* _Work to be completed_: Copy every one of the following rows character for character, leaving each line unchanged.

* _Stored data entries_:
___
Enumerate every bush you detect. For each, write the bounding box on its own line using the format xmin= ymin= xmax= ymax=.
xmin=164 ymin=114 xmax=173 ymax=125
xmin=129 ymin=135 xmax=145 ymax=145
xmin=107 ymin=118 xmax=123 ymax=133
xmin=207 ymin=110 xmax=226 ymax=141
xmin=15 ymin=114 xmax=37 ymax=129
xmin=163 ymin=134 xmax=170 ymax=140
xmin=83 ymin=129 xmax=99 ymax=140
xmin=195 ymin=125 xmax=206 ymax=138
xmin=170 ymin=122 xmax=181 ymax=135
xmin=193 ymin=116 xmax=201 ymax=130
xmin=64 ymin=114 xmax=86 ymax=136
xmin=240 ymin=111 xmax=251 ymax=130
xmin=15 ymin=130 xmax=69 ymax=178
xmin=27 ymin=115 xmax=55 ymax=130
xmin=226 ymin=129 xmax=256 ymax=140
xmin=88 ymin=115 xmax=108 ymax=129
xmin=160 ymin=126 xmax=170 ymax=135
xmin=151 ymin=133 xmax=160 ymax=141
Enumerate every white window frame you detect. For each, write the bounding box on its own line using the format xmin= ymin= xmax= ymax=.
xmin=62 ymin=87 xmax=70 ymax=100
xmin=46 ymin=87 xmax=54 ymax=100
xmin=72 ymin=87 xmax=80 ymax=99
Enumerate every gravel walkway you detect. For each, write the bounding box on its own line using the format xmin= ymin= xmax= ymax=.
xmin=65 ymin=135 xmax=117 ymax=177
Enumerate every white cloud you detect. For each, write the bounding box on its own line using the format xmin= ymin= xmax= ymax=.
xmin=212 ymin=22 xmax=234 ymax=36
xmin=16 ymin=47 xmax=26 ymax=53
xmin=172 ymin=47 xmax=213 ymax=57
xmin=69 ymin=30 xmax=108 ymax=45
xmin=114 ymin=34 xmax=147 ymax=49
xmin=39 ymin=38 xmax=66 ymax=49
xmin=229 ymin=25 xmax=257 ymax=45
___
* _Correct answer_:
Enumerate every bush you detect. For each, write the bounding box on its own line using the format xmin= ymin= xmax= ymax=.
xmin=164 ymin=114 xmax=173 ymax=125
xmin=129 ymin=135 xmax=145 ymax=145
xmin=107 ymin=118 xmax=123 ymax=133
xmin=207 ymin=110 xmax=226 ymax=141
xmin=15 ymin=114 xmax=37 ymax=129
xmin=163 ymin=134 xmax=170 ymax=140
xmin=83 ymin=129 xmax=99 ymax=140
xmin=195 ymin=125 xmax=206 ymax=138
xmin=170 ymin=122 xmax=181 ymax=135
xmin=193 ymin=116 xmax=201 ymax=130
xmin=64 ymin=114 xmax=86 ymax=136
xmin=240 ymin=111 xmax=251 ymax=130
xmin=15 ymin=130 xmax=69 ymax=178
xmin=27 ymin=115 xmax=55 ymax=130
xmin=226 ymin=129 xmax=256 ymax=140
xmin=88 ymin=115 xmax=108 ymax=129
xmin=160 ymin=126 xmax=170 ymax=135
xmin=151 ymin=133 xmax=160 ymax=141
Enumerate every white window frame you detect. For each, write the bounding box on its own line using the format xmin= ymin= xmax= ymax=.
xmin=62 ymin=87 xmax=70 ymax=100
xmin=46 ymin=87 xmax=54 ymax=100
xmin=72 ymin=87 xmax=80 ymax=99
Enumerate every gravel walkway you detect. For each, write the bounding box on its own line using the format xmin= ymin= xmax= ymax=.
xmin=65 ymin=135 xmax=117 ymax=177
Enumerate every white cloud you detect. For each, write the bounding box on its own line using the format xmin= ymin= xmax= ymax=.
xmin=212 ymin=22 xmax=234 ymax=36
xmin=16 ymin=47 xmax=26 ymax=53
xmin=172 ymin=47 xmax=213 ymax=57
xmin=69 ymin=30 xmax=108 ymax=45
xmin=114 ymin=34 xmax=147 ymax=49
xmin=39 ymin=38 xmax=66 ymax=49
xmin=229 ymin=25 xmax=257 ymax=45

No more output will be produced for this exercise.